*** Opening of INPUT MATERIAL ***

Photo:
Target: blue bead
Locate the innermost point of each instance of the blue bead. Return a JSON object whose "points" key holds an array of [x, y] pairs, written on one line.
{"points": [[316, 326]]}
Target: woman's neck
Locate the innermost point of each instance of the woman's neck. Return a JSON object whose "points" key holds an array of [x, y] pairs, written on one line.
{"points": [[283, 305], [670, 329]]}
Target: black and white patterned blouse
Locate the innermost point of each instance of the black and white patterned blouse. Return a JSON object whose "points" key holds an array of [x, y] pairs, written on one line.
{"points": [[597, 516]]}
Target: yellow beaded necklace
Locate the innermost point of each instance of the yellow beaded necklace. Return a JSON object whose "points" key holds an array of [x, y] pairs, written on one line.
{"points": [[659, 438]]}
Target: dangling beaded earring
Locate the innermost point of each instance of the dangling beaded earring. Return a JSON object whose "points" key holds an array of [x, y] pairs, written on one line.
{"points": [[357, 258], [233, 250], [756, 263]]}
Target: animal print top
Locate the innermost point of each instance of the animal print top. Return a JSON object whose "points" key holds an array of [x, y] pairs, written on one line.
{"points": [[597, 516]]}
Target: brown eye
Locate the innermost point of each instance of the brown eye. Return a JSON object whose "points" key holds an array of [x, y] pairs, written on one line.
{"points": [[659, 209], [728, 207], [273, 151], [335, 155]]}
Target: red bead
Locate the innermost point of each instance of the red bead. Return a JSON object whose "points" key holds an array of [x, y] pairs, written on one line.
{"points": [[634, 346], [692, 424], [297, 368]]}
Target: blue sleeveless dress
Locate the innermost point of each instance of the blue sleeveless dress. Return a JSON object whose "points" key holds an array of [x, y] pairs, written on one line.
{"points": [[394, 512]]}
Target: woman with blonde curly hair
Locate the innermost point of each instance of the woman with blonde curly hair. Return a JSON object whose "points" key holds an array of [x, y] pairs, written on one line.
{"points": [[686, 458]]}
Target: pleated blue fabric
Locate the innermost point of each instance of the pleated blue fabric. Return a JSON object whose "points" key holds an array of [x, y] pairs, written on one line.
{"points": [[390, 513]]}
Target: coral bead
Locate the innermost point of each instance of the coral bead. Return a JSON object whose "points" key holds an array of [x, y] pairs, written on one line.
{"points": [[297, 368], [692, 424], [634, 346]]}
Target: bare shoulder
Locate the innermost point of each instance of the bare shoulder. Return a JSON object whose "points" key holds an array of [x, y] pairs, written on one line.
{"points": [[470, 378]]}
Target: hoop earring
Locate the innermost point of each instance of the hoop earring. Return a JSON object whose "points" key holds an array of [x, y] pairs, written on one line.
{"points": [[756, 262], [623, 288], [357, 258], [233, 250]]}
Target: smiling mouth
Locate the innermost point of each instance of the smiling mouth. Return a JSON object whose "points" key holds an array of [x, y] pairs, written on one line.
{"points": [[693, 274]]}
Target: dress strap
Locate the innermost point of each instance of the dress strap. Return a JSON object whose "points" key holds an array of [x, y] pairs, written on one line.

*** Close of INPUT MATERIAL ***

**ACTION ITEM:**
Each record above must be given again exactly.

**RESULT OF THE EXERCISE:**
Photo:
Target: blue bead
Locate the innermost point of each instance of the blue bead. Return a JSON object whose "points" key holds an array of [x, y] pairs, written on one line.
{"points": [[316, 326]]}
Target: woman's neck
Locate the innermost point of each instance of the woman's neck. Return a JSON object whose "points" key holds an array of [x, y] pairs, written on one line.
{"points": [[283, 305], [670, 329]]}
Target: black and white patterned blouse
Locate the innermost point of each instance of the black and white patterned blouse. Return a JSON object whose "points" key holds an array of [x, y] pairs, written on one line.
{"points": [[597, 516]]}
Target: yellow beaded necklace
Locate the innermost point of each instance of the yellow beaded necklace. Return a JSON object whose "points" key holds an array of [x, y] pairs, written on one line.
{"points": [[659, 438]]}
Target: dangling beaded earring
Locate the innermost point of each instance of the dangling beaded earring. Return a JSON object whose "points" key holds an array of [x, y] pairs, written on one line.
{"points": [[357, 258], [233, 250], [756, 263]]}
Target: animal print top
Locate the innermost point of each instance of the animal print top. Return a JSON object whose "points" key holds an array of [x, y] pairs, written on one line.
{"points": [[597, 516]]}
Target: brown eye
Locate the innermost point of each instance of the brown eye. Return a JSON object whose "points" key holds an array of [x, y] pairs, written on one line.
{"points": [[659, 209], [728, 207], [273, 151], [335, 155]]}
Target: red bead
Locate the innermost point of each instance of the red bead. Return a JSON object whose "points" key holds an array of [x, y] pairs, written on one line.
{"points": [[634, 346], [692, 424], [297, 368]]}
Target: blue sleeveless dress
Locate the innermost point of each instance of the blue sleeveless dress. Return a JSON object whose "points" key holds an array of [x, y] pairs, written on one line.
{"points": [[394, 512]]}
Target: woman with blonde curly hair
Locate the innermost point of each instance of the woman with blonde curly hair. Return a JSON object whose "points" key holds an array of [x, y] pairs, written on one line.
{"points": [[686, 458]]}
Target: pleated blue fabric
Locate the innermost point of each instance of the pleated blue fabric. Return a JSON object whose "points" key holds an array of [x, y] pairs, written on one line.
{"points": [[390, 513]]}
Target: coral bead
Locate the innermost point of each instance of the coral bead. Return a JSON object whose "points" key holds an array of [x, y] pairs, written on one line.
{"points": [[297, 368], [692, 424], [634, 346]]}
Target: bare shoulder
Locate the innermost point of each instance of the bare shoulder. Return a JSON object whose "points" key holds an array of [x, y] pairs, written on one line.
{"points": [[470, 378]]}
Target: hoop earring
Locate the innermost point of each instance of the hoop earring. Return a JSON object whose "points" key holds an array of [x, y] pairs, written on one line.
{"points": [[756, 262], [623, 288], [357, 258], [233, 250]]}
Target: smiling mouth
Locate the innermost point of each instance of the smiling mouth. Return a JSON object whose "points" key holds an array of [x, y] pairs, written on one line.
{"points": [[693, 274]]}
Target: dress strap
Locate the innermost point of each instance of the dress strap. Return a JSON object whose "points" key holds an array of [x, y] pairs, written on one line.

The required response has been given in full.